Alter the material from its start down to the line containing "xmin=128 ymin=43 xmax=140 ymax=55", both ends included, so that "camouflage clothing" is replaced with "camouflage uniform" and everything else stays unchanged. Return only those lines and leave out the pictures.

ENTRIES SHOWN start

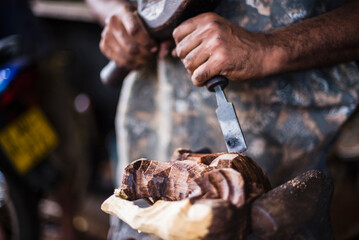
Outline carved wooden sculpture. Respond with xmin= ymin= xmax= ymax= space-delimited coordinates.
xmin=102 ymin=150 xmax=270 ymax=239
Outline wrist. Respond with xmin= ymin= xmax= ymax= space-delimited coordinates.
xmin=262 ymin=33 xmax=287 ymax=77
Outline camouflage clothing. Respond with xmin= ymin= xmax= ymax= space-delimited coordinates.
xmin=116 ymin=0 xmax=359 ymax=185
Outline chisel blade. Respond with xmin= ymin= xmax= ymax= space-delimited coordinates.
xmin=214 ymin=85 xmax=247 ymax=153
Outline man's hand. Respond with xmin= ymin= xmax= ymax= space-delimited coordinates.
xmin=100 ymin=3 xmax=158 ymax=70
xmin=173 ymin=0 xmax=359 ymax=86
xmin=173 ymin=13 xmax=268 ymax=86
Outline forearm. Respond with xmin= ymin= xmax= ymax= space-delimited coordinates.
xmin=86 ymin=0 xmax=133 ymax=25
xmin=263 ymin=0 xmax=359 ymax=75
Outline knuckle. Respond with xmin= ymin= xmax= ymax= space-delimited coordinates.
xmin=207 ymin=20 xmax=222 ymax=31
xmin=176 ymin=45 xmax=186 ymax=59
xmin=128 ymin=22 xmax=141 ymax=36
xmin=107 ymin=14 xmax=118 ymax=26
xmin=128 ymin=43 xmax=140 ymax=55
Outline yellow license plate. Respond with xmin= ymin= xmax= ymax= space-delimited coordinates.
xmin=0 ymin=107 xmax=58 ymax=174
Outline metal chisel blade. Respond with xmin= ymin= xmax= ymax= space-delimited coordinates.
xmin=214 ymin=86 xmax=247 ymax=153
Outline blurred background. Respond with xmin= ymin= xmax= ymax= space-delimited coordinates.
xmin=0 ymin=0 xmax=359 ymax=240
xmin=0 ymin=0 xmax=120 ymax=240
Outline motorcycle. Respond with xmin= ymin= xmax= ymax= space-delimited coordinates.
xmin=0 ymin=36 xmax=60 ymax=240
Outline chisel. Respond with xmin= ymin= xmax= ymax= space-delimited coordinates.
xmin=205 ymin=76 xmax=247 ymax=153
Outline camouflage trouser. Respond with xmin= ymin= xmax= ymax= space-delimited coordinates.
xmin=116 ymin=57 xmax=359 ymax=186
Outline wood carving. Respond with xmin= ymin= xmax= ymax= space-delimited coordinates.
xmin=102 ymin=149 xmax=270 ymax=239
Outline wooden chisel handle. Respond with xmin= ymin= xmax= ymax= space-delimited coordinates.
xmin=205 ymin=75 xmax=228 ymax=92
xmin=100 ymin=61 xmax=131 ymax=88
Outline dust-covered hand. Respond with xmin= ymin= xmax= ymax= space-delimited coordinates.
xmin=173 ymin=13 xmax=274 ymax=86
xmin=100 ymin=3 xmax=158 ymax=70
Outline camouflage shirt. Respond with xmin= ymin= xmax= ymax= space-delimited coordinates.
xmin=116 ymin=0 xmax=359 ymax=185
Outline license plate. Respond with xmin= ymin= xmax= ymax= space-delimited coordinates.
xmin=0 ymin=106 xmax=58 ymax=174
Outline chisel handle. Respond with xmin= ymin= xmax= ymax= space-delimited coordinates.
xmin=204 ymin=75 xmax=228 ymax=92
xmin=100 ymin=61 xmax=131 ymax=88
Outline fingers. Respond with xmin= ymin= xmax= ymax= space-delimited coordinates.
xmin=158 ymin=40 xmax=175 ymax=59
xmin=122 ymin=12 xmax=157 ymax=50
xmin=100 ymin=8 xmax=157 ymax=69
xmin=192 ymin=58 xmax=221 ymax=87
xmin=172 ymin=18 xmax=196 ymax=44
xmin=176 ymin=32 xmax=202 ymax=59
xmin=182 ymin=44 xmax=211 ymax=75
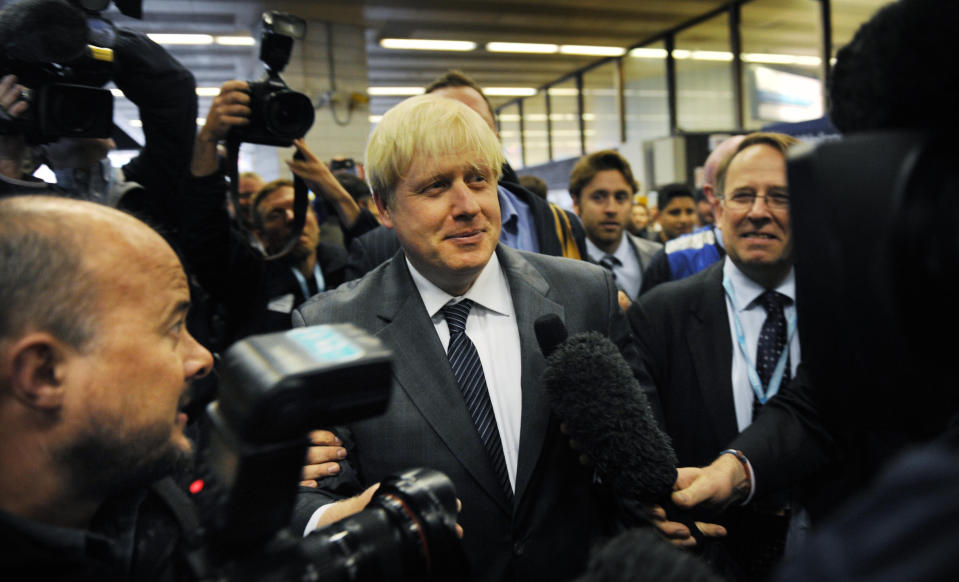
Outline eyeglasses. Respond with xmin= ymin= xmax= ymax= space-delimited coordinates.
xmin=725 ymin=192 xmax=789 ymax=210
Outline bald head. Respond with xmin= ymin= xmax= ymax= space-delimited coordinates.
xmin=703 ymin=135 xmax=746 ymax=204
xmin=0 ymin=196 xmax=173 ymax=349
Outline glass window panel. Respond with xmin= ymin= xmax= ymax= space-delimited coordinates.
xmin=673 ymin=13 xmax=736 ymax=131
xmin=623 ymin=42 xmax=669 ymax=143
xmin=548 ymin=78 xmax=583 ymax=160
xmin=583 ymin=61 xmax=620 ymax=152
xmin=740 ymin=0 xmax=823 ymax=129
xmin=523 ymin=91 xmax=549 ymax=166
xmin=497 ymin=103 xmax=523 ymax=168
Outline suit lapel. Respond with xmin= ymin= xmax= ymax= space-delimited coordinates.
xmin=497 ymin=245 xmax=566 ymax=504
xmin=376 ymin=258 xmax=512 ymax=512
xmin=686 ymin=261 xmax=739 ymax=442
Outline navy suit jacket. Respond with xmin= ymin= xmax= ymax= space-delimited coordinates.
xmin=294 ymin=244 xmax=652 ymax=581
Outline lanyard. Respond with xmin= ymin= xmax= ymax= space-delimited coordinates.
xmin=723 ymin=274 xmax=796 ymax=404
xmin=290 ymin=263 xmax=326 ymax=301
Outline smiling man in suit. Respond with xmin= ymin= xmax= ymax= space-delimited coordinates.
xmin=294 ymin=95 xmax=636 ymax=581
xmin=627 ymin=133 xmax=800 ymax=580
xmin=569 ymin=150 xmax=663 ymax=305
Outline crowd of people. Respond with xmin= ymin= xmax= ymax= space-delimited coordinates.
xmin=0 ymin=0 xmax=959 ymax=582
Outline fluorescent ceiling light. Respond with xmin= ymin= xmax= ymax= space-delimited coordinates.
xmin=380 ymin=38 xmax=476 ymax=51
xmin=559 ymin=44 xmax=626 ymax=57
xmin=689 ymin=51 xmax=733 ymax=61
xmin=483 ymin=87 xmax=536 ymax=97
xmin=366 ymin=87 xmax=423 ymax=97
xmin=629 ymin=47 xmax=666 ymax=59
xmin=486 ymin=42 xmax=559 ymax=54
xmin=742 ymin=53 xmax=822 ymax=67
xmin=216 ymin=36 xmax=256 ymax=46
xmin=147 ymin=34 xmax=213 ymax=44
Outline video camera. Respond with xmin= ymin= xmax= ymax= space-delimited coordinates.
xmin=188 ymin=324 xmax=467 ymax=582
xmin=0 ymin=0 xmax=123 ymax=144
xmin=230 ymin=11 xmax=315 ymax=147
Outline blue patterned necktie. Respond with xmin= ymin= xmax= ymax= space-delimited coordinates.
xmin=599 ymin=255 xmax=623 ymax=281
xmin=753 ymin=289 xmax=792 ymax=418
xmin=441 ymin=299 xmax=513 ymax=501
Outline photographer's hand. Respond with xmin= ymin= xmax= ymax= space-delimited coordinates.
xmin=316 ymin=483 xmax=380 ymax=529
xmin=300 ymin=430 xmax=346 ymax=487
xmin=190 ymin=81 xmax=250 ymax=177
xmin=286 ymin=138 xmax=360 ymax=229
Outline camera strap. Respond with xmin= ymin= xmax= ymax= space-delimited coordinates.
xmin=226 ymin=138 xmax=310 ymax=261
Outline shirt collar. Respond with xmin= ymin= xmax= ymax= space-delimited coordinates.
xmin=723 ymin=255 xmax=796 ymax=311
xmin=406 ymin=252 xmax=512 ymax=318
xmin=496 ymin=185 xmax=519 ymax=233
xmin=586 ymin=236 xmax=629 ymax=265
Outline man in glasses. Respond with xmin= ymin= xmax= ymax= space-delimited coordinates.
xmin=627 ymin=133 xmax=800 ymax=580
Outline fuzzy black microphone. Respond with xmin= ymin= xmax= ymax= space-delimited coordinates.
xmin=537 ymin=322 xmax=676 ymax=503
xmin=0 ymin=0 xmax=87 ymax=63
xmin=534 ymin=314 xmax=704 ymax=543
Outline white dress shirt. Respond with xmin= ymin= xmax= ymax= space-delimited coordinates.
xmin=723 ymin=256 xmax=801 ymax=432
xmin=406 ymin=253 xmax=523 ymax=490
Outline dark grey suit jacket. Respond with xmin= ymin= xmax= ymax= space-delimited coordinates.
xmin=293 ymin=245 xmax=636 ymax=581
xmin=626 ymin=261 xmax=739 ymax=467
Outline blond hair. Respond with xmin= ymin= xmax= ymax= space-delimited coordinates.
xmin=366 ymin=94 xmax=505 ymax=206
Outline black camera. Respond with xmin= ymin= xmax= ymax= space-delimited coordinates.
xmin=188 ymin=324 xmax=467 ymax=582
xmin=230 ymin=11 xmax=315 ymax=147
xmin=0 ymin=0 xmax=113 ymax=144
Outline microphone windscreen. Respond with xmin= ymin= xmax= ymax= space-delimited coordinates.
xmin=543 ymin=332 xmax=676 ymax=503
xmin=0 ymin=0 xmax=87 ymax=63
xmin=533 ymin=313 xmax=569 ymax=358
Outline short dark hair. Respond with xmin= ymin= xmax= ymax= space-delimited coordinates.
xmin=569 ymin=150 xmax=639 ymax=200
xmin=423 ymin=69 xmax=496 ymax=119
xmin=716 ymin=131 xmax=799 ymax=198
xmin=0 ymin=195 xmax=99 ymax=350
xmin=829 ymin=0 xmax=959 ymax=133
xmin=656 ymin=182 xmax=696 ymax=211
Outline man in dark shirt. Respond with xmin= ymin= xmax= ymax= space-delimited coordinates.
xmin=0 ymin=196 xmax=212 ymax=580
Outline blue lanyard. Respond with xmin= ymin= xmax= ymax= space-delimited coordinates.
xmin=290 ymin=263 xmax=326 ymax=300
xmin=723 ymin=274 xmax=796 ymax=404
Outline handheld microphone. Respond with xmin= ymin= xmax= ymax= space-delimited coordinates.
xmin=535 ymin=314 xmax=700 ymax=539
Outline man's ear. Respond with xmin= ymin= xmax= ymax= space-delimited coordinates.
xmin=3 ymin=332 xmax=68 ymax=411
xmin=373 ymin=191 xmax=393 ymax=228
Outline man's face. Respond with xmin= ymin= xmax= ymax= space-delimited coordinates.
xmin=659 ymin=196 xmax=696 ymax=240
xmin=256 ymin=186 xmax=320 ymax=261
xmin=237 ymin=176 xmax=265 ymax=224
xmin=717 ymin=144 xmax=792 ymax=275
xmin=377 ymin=152 xmax=500 ymax=295
xmin=573 ymin=170 xmax=633 ymax=253
xmin=630 ymin=204 xmax=649 ymax=230
xmin=66 ymin=226 xmax=212 ymax=494
xmin=696 ymin=200 xmax=716 ymax=226
xmin=431 ymin=87 xmax=499 ymax=135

ENTRIES SHOWN end

FINISHED TASK:
Outline carved wooden sculpture. Respond with xmin= ymin= xmax= ymax= space-delimited coordinates.
xmin=102 ymin=150 xmax=270 ymax=239
Outline wrist. Respond with xmin= ymin= xmax= ymax= space-delimited coordinates.
xmin=262 ymin=33 xmax=287 ymax=77
Outline camouflage uniform. Respond with xmin= ymin= xmax= ymax= space-delimited coordinates.
xmin=116 ymin=0 xmax=359 ymax=185
Outline chisel blade. Respond with xmin= ymin= xmax= ymax= space-delimited coordinates.
xmin=214 ymin=85 xmax=247 ymax=153
Outline man's hand. Respond with xmin= ymin= xmax= ymax= space-delimited coordinates.
xmin=100 ymin=3 xmax=158 ymax=70
xmin=173 ymin=0 xmax=359 ymax=86
xmin=173 ymin=13 xmax=268 ymax=86
Outline forearm. Respond with xmin= ymin= xmax= ymax= space-delimited coordinates.
xmin=86 ymin=0 xmax=133 ymax=25
xmin=263 ymin=0 xmax=359 ymax=75
Outline knuckle. Respond with xmin= ymin= xmax= ymax= space-delimited coordinates.
xmin=207 ymin=20 xmax=222 ymax=31
xmin=176 ymin=45 xmax=186 ymax=59
xmin=128 ymin=22 xmax=141 ymax=36
xmin=107 ymin=14 xmax=118 ymax=26
xmin=128 ymin=43 xmax=140 ymax=55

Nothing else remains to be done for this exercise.